→ EXERCISE GOAL
Return only the tail of the data below, word for word: the line with "Query: tan leather clutch" and each line after it through the final one.

-- Opening Marker --

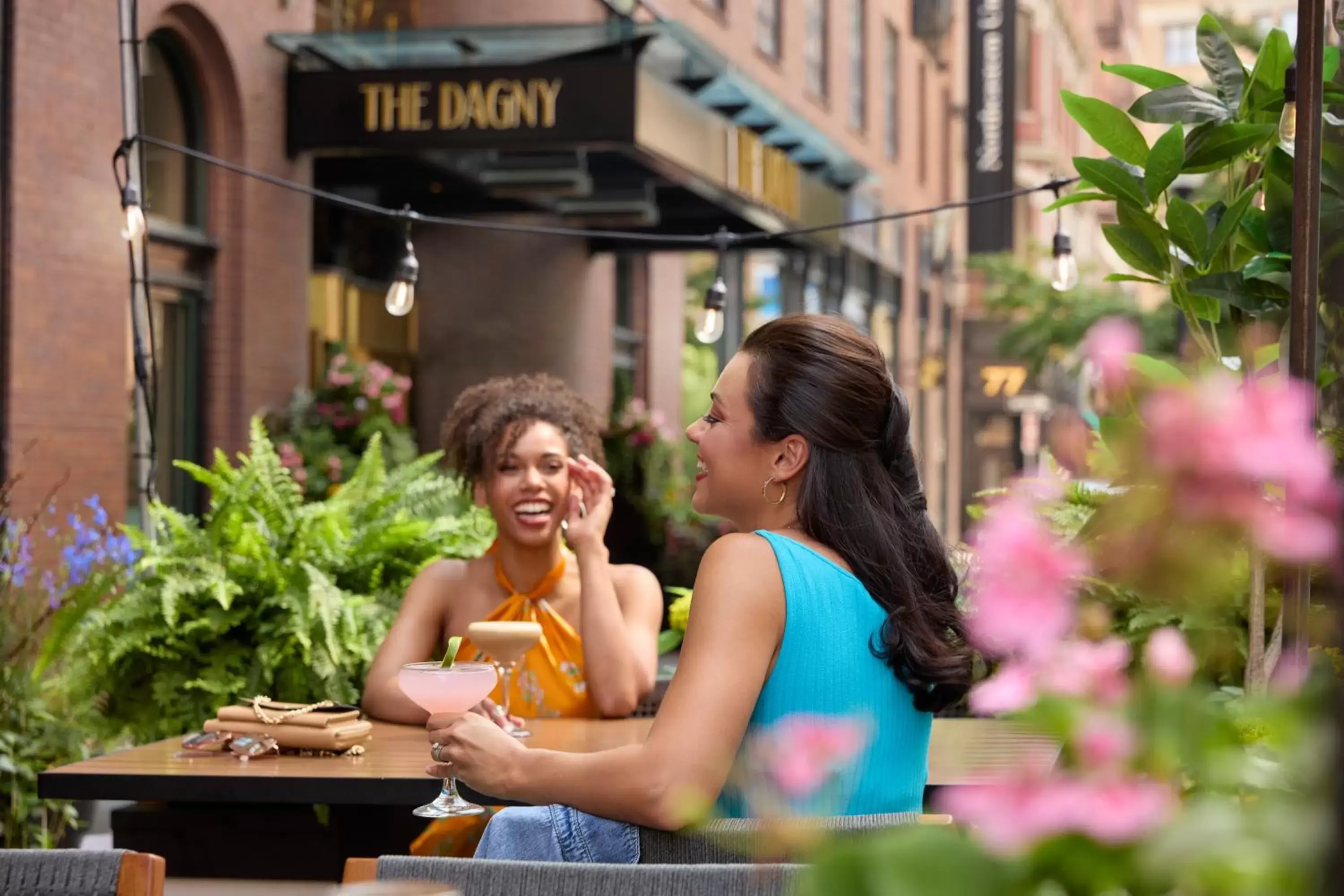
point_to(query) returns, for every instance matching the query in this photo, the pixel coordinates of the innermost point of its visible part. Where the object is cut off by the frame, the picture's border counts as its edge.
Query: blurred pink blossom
(1109, 346)
(1014, 816)
(1225, 443)
(1021, 591)
(803, 751)
(1123, 810)
(1104, 741)
(1168, 659)
(1010, 689)
(1092, 669)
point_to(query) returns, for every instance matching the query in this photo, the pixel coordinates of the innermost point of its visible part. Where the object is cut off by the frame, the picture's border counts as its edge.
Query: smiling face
(733, 465)
(529, 488)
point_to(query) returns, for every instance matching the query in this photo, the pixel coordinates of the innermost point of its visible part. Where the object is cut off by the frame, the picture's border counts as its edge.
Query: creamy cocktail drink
(506, 642)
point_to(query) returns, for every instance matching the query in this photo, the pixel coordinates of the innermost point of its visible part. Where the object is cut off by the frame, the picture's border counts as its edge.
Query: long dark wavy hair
(859, 495)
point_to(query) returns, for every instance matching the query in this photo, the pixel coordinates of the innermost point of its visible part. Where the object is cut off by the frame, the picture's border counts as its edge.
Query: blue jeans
(558, 835)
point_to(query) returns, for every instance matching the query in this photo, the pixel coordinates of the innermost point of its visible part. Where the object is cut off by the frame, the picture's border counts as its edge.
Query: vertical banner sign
(990, 123)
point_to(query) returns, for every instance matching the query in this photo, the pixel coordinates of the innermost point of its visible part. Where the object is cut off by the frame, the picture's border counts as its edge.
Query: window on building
(179, 260)
(858, 64)
(892, 90)
(1291, 26)
(1026, 88)
(628, 347)
(922, 103)
(1179, 45)
(815, 47)
(768, 27)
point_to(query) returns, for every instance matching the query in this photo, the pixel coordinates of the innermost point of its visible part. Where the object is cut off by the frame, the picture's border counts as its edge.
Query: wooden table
(218, 817)
(393, 770)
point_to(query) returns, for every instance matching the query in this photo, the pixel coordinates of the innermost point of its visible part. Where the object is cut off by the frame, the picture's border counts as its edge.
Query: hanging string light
(401, 295)
(709, 323)
(134, 230)
(1288, 119)
(1065, 267)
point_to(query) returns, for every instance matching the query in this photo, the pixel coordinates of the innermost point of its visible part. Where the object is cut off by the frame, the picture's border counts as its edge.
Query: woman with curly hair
(530, 449)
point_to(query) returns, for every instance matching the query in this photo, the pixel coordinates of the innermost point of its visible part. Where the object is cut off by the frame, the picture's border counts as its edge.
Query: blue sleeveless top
(826, 667)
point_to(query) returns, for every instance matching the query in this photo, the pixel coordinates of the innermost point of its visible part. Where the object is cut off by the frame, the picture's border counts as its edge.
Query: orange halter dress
(547, 683)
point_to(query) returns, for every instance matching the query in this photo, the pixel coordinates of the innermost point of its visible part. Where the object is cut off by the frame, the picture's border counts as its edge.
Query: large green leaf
(1230, 221)
(1166, 160)
(1112, 179)
(1213, 146)
(1137, 250)
(1187, 228)
(1186, 104)
(1230, 288)
(1219, 58)
(1143, 76)
(1109, 128)
(1266, 78)
(1074, 198)
(1156, 370)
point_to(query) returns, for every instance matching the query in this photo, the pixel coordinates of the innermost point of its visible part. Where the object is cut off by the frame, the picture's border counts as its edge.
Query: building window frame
(858, 65)
(816, 50)
(179, 264)
(769, 38)
(892, 92)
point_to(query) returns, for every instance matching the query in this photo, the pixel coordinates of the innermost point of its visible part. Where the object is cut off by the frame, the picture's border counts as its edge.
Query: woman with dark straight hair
(835, 598)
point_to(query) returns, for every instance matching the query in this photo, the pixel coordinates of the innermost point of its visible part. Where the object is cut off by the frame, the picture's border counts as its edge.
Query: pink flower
(1168, 657)
(1010, 689)
(1089, 669)
(1108, 346)
(803, 751)
(1123, 810)
(1022, 585)
(1104, 741)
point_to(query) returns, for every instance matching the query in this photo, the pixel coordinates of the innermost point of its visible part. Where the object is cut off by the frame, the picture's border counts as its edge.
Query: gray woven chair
(492, 878)
(740, 840)
(73, 872)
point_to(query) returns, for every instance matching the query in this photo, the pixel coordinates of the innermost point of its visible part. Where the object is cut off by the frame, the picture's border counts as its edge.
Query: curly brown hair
(488, 418)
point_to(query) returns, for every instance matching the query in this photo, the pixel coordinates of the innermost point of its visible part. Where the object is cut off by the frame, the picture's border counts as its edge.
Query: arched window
(181, 256)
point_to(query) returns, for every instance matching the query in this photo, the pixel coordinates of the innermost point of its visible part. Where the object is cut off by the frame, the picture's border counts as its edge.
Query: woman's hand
(476, 751)
(590, 507)
(495, 714)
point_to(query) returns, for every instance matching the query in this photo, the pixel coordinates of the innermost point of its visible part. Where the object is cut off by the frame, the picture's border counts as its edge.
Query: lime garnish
(453, 644)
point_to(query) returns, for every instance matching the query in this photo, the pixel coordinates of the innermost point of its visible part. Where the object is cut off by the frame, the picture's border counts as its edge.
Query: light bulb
(709, 326)
(401, 295)
(709, 323)
(1288, 124)
(135, 228)
(401, 299)
(1288, 119)
(1065, 268)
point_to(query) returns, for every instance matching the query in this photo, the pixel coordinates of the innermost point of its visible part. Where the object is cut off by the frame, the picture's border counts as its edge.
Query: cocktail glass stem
(449, 804)
(506, 679)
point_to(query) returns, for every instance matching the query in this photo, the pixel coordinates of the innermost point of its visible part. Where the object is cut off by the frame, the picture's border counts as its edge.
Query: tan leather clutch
(291, 737)
(307, 720)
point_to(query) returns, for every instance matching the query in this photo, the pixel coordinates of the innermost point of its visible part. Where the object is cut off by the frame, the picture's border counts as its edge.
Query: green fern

-- Closing Marker --

→ SOLUTION
Query: tan leather clutch
(291, 737)
(307, 720)
point_to(query) returns, for every instance matching the query in this photo, the pixel coordinates of the innermost point of its visible part. Where the object is cut off by the frame, the picture's border counts as its edge.
Query: green fern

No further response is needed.